# [Descrição da tarefa]
Responda às perguntas com base no trecho selecionado.
1. Qual cenário o trecho aponta como o mais caro possível para um desenho animado?
2. Quantos episódios da série foram produzidos e ao longo de quanto tempo foram espaçados?
3. Para quais consoles foram feitos os dois jogos de videogame do show?

Então... como você provavelmente nunca ouviu falar desse desenho... o que deu errado? Várias coisas, mas basicamente, PoDW era um desenho ambicioso demais para o que a Hannah Barbera estava disposta a fazer.

Em primeiro lugar, o show era extremamente caro para a época, não apenas porque empregava animadores de qualidade, mas porque tinha o cenário mais caro possível para se fazer em um desenho animado: água. Uma das grandes vantagens do background em um cartoon é que você desenha apenas uma vez e usa aquilo por uma grande quantidade de cenas, o que torna a produção bem mais barata. Agora se o cenário fica se mexendo - que é o ponto de uma aventura em um oceano com ondas e tal, isso torna a produção infinitamente mais cara.



Não bastasse isso, tem o problema que a Hannah Barbera não comprou totalmente a ideia. Acompanhe comigo: você está tentando fazer algo na televisão qeu nunca tinha sido feito antes, um desenho animado seriado (embora isso seja prática comum em animes, naquela época isso não tinha chegado no ocidente ainda). O publico sequer considera que tal coisa seja possível, então você tem que investir para vender a ideia já que seres humanos por padrão detestam mudanças e coisas novas.

O que... a HB não fez. Não foi feita uma campanha vendendo a série como uma grande aventura continuada (até porque novelas são uma das coisas mais vilipendiadas na cultura americana e ninguém quer essa comparação para o seu produto). Você não pode fazer uma mudança na abordagem desse tamanho sem comunicar o público antes!

Agora esses dois fatores (falta de fé do estúdio no produto mais alto custo de produção) levaram a completa perda de prazos da série: os 21 episódios produzidos foram espaçados ao longo de três anos! Se já é dificil manter a atenção das crianças americanas exibindo a série semanalmente, imagine então se ela for tratada como um programa da BBC!


Enfim, foi uma situação complicada. PoDW já era um cartoon à frente de seu tempo como uma série de animação séria e sombria que surgiu antes que os americanos estivessem acostumados com a animação para públicos mais velhos. O momento foi pior ainda, com a HB sendo absorvida pela Warner no meio da série, então a má administração foi uma infeliz inevitabilidade. Muitos fatores contribuíram para o final prematuro do show, que não teria nenhum desses problemas se fosse um desenho de hoje.

E, como não poderia deixar de ser, muitos produtos licenciados do show foram feitos como uma linha de brinquedos que não tinha a boneca da Tula, embora tivesse bonecos de figurantes que apareceram durante apenas um episódio because anos 90, um livro de RPG e dois jogos de videogame diferentes para Super Nintendo e Mega Drive.

VERSÃO PARA MEGA DRIVE



Adaptações de filmes/séries para videogames nos anos 90 eram, em ordem de frequencia, jogos de plataforma (com scroll lateral hop'n bop, como diria a Super Game Power), beat'm ups, jogo de luta e mais raramente RPGs (mais comum quando é um anime obscuro  no ocidente sendo adaptado, como dá para imaginar tivemos poucos desses). A versão de Mega Drive de PoDW é o primeiro caso.

# [Linhas extraídas]
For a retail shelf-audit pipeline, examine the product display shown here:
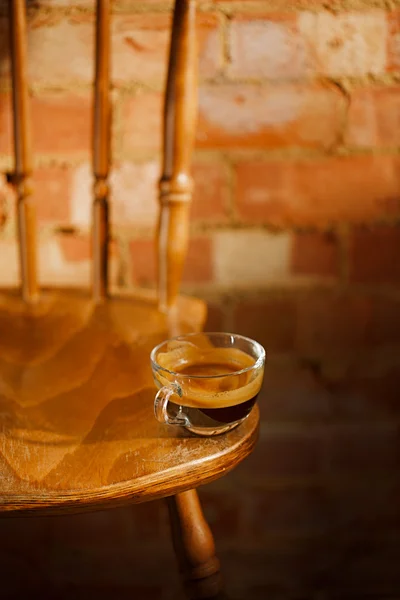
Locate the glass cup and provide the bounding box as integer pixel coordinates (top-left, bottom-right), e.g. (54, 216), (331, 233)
(150, 333), (265, 436)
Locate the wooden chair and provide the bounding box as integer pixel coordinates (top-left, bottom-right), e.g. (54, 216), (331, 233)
(0, 0), (258, 598)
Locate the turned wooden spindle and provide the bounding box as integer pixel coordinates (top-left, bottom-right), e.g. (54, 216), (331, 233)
(167, 490), (223, 600)
(9, 0), (38, 302)
(92, 0), (111, 300)
(158, 0), (197, 311)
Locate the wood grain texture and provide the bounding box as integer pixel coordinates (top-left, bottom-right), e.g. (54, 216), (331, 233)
(93, 0), (111, 300)
(0, 290), (258, 515)
(168, 490), (222, 600)
(158, 0), (197, 310)
(8, 0), (38, 302)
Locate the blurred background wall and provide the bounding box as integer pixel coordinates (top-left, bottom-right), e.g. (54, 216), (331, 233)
(0, 0), (400, 600)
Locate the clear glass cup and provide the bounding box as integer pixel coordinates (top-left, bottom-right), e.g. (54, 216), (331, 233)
(150, 333), (265, 436)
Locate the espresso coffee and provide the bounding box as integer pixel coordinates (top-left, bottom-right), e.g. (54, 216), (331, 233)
(156, 343), (262, 428)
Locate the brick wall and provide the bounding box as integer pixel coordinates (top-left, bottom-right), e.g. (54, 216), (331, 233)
(0, 0), (400, 600)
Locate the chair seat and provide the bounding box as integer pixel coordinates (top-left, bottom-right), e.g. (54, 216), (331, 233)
(0, 290), (258, 515)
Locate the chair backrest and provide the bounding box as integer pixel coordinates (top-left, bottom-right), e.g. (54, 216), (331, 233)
(9, 0), (197, 310)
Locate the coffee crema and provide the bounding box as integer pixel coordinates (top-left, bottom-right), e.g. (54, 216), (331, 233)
(156, 342), (262, 418)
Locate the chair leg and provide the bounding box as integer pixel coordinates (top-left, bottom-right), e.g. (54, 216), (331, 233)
(167, 490), (225, 600)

# [Solução da tarefa]
1. A água.
2. Foram produzidos 21 episódios, espaçados ao longo de três anos.
3. Super Nintendo e Mega Drive.